WORK INSTRUCTIONS: The records that follow need to be output exactly as they are.

DATA TO USE:

==========

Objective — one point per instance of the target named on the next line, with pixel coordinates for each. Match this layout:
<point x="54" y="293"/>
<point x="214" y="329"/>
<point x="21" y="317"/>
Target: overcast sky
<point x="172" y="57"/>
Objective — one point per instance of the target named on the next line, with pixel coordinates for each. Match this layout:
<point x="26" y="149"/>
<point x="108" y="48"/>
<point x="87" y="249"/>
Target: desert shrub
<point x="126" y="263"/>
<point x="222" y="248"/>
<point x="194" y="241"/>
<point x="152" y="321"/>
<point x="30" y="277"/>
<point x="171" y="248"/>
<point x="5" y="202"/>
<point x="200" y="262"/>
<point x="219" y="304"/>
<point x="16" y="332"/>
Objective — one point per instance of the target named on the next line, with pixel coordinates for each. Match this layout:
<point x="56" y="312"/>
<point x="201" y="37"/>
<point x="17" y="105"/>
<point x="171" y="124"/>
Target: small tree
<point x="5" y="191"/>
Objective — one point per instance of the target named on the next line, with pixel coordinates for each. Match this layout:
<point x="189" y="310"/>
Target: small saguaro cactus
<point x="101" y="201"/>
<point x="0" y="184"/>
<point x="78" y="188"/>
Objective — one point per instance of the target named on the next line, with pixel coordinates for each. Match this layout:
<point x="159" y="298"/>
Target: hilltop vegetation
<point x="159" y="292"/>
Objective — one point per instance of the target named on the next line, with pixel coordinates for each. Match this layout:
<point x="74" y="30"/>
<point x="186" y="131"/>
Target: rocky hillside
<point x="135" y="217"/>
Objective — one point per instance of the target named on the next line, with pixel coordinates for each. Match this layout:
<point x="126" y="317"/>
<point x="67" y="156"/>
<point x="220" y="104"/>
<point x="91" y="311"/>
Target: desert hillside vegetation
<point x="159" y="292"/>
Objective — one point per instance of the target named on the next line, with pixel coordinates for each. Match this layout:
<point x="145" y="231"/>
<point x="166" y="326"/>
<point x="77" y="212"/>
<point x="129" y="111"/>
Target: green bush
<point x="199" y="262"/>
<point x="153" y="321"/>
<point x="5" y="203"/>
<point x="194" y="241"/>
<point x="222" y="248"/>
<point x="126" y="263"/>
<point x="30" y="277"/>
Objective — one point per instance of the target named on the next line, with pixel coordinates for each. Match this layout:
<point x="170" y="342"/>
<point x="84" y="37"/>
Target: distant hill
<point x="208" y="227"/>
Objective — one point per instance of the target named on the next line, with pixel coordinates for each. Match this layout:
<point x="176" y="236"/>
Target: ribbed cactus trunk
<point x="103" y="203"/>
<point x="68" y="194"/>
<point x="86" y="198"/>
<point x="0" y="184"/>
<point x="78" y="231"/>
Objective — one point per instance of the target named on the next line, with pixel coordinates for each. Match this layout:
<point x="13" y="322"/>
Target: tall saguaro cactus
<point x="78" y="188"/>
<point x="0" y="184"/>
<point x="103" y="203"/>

==========

RESPONSE TO THE TASK:
Objective — one point per instance of the target named on the next line, with pixel coordinates for each. Match this layout:
<point x="54" y="293"/>
<point x="214" y="329"/>
<point x="21" y="317"/>
Target: overcast sky
<point x="172" y="57"/>
Objective — one point per instance of the target named on the next line, with pixel coordinates for each. Match this layout:
<point x="26" y="149"/>
<point x="108" y="48"/>
<point x="87" y="249"/>
Target: desert shrub
<point x="126" y="263"/>
<point x="222" y="248"/>
<point x="194" y="241"/>
<point x="152" y="321"/>
<point x="30" y="277"/>
<point x="171" y="248"/>
<point x="5" y="202"/>
<point x="200" y="262"/>
<point x="219" y="304"/>
<point x="16" y="332"/>
Objective — one point per instance of the target named on the next line, with pixel coordinates for each. Match this layout:
<point x="56" y="312"/>
<point x="201" y="37"/>
<point x="17" y="105"/>
<point x="171" y="124"/>
Target: small tree
<point x="5" y="191"/>
Objective — one point per instance of the target named on the next line, with pixel coordinates for each. Match this layout:
<point x="189" y="310"/>
Target: small saguaro cactus
<point x="101" y="201"/>
<point x="0" y="184"/>
<point x="78" y="188"/>
Objective — one point per instance of the target named on the next line, with pixel coordinates for each. Match this layout:
<point x="159" y="298"/>
Target: hilltop vegetation
<point x="159" y="292"/>
Objective — one point per instance of the target named on the next line, with pixel coordinates for each. Match this layout:
<point x="74" y="30"/>
<point x="186" y="131"/>
Target: rocky hillside
<point x="135" y="217"/>
Objective — one point per instance of the target named on the next line, with pixel coordinates for each. Match this layout:
<point x="126" y="317"/>
<point x="67" y="156"/>
<point x="220" y="104"/>
<point x="91" y="311"/>
Target: desert hillside vegetation
<point x="159" y="292"/>
Objective — one point per instance of the target named on the next line, with pixel coordinates for each. Match this layout:
<point x="145" y="231"/>
<point x="166" y="326"/>
<point x="77" y="212"/>
<point x="129" y="111"/>
Target: green bush
<point x="199" y="262"/>
<point x="153" y="321"/>
<point x="5" y="203"/>
<point x="194" y="241"/>
<point x="222" y="248"/>
<point x="126" y="263"/>
<point x="30" y="277"/>
Objective — one point per instance of the target named on the next line, with pixel coordinates for each. Match this layout:
<point x="170" y="342"/>
<point x="84" y="37"/>
Target: distant hill
<point x="208" y="227"/>
Objective — one point per instance of the target named on the next line, with pixel coordinates for each. Match this layout:
<point x="176" y="236"/>
Target: ribbed cactus trunk
<point x="103" y="203"/>
<point x="68" y="194"/>
<point x="86" y="198"/>
<point x="0" y="184"/>
<point x="78" y="231"/>
Objective — one point per instance of the target named on the next line, with pixel coordinates for each. Match this layout:
<point x="13" y="322"/>
Target: tall saguaro cactus
<point x="78" y="188"/>
<point x="0" y="184"/>
<point x="103" y="203"/>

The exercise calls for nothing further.